[Point annotation records]
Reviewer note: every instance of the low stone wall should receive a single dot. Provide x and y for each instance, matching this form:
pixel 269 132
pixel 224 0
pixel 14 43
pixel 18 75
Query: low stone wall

### REQUIRED WORK
Copy out all of the material above, line for line, leaving every word and number unchanged.

### RESULT OF THIS EXERCISE
Reviewer note: every instance of the low stone wall should receive a single dot. Provide x and y for each instance, matching this form:
pixel 269 132
pixel 224 0
pixel 14 43
pixel 18 75
Query: low stone wall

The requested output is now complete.